_Objetivo de la tarea_
Copia literalmente el pasaje del fragmento sobre el amor comprendido entre "Ciertamente la protagonista" y "cuentos de hadas?", ambos incluidos.

_Fragmento del documento_
¡Ay! El
amor… el amor… Este tema polivalente en grado sumo, capaz de encender o
de apagar vidas, de llevarlas al cielo o al infierno, de atraer al placer y
felicidad o a la amargura y al dolor, es la realidad humana por excelencia que
tan pronto sana como enferma…
Muchos
de los lectores de “Andrea. Biografía de una visionaria” les llama la atención
el modo en el que el amor aparece en escena: para algunos se trata de una
idealización del mismo, mientras que para otros se define al amor tal cual es.
Ciertamente la protagonista apuesta, casi a ciegas, por el amor como instancia
salvadora de la soledad y del sinsentido.
¿Es que
existe ese amor pleno y profundo, capaz de sacar de sí mismo una acuarela de
intensos colores para salvarnos de la rutina gris de lo diario? ¿Es que existe
ese amor vigorizante y mágico, con el suficiente poder de convertir sapos en
príncipes, tal como en los cuentos de hadas?

_Datos recopilados_
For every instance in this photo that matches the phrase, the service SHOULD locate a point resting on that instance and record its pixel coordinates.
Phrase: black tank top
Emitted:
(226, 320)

_Solución del problema_
Ciertamente la protagonista apuesta, casi a ciegas, por el amor como instancia
salvadora de la soledad y del sinsentido.
¿Es que
existe ese amor pleno y profundo, capaz de sacar de sí mismo una acuarela de
intensos colores para salvarnos de la rutina gris de lo diario? ¿Es que existe
ese amor vigorizante y mágico, con el suficiente poder de convertir sapos en
príncipes, tal como en los cuentos de hadas?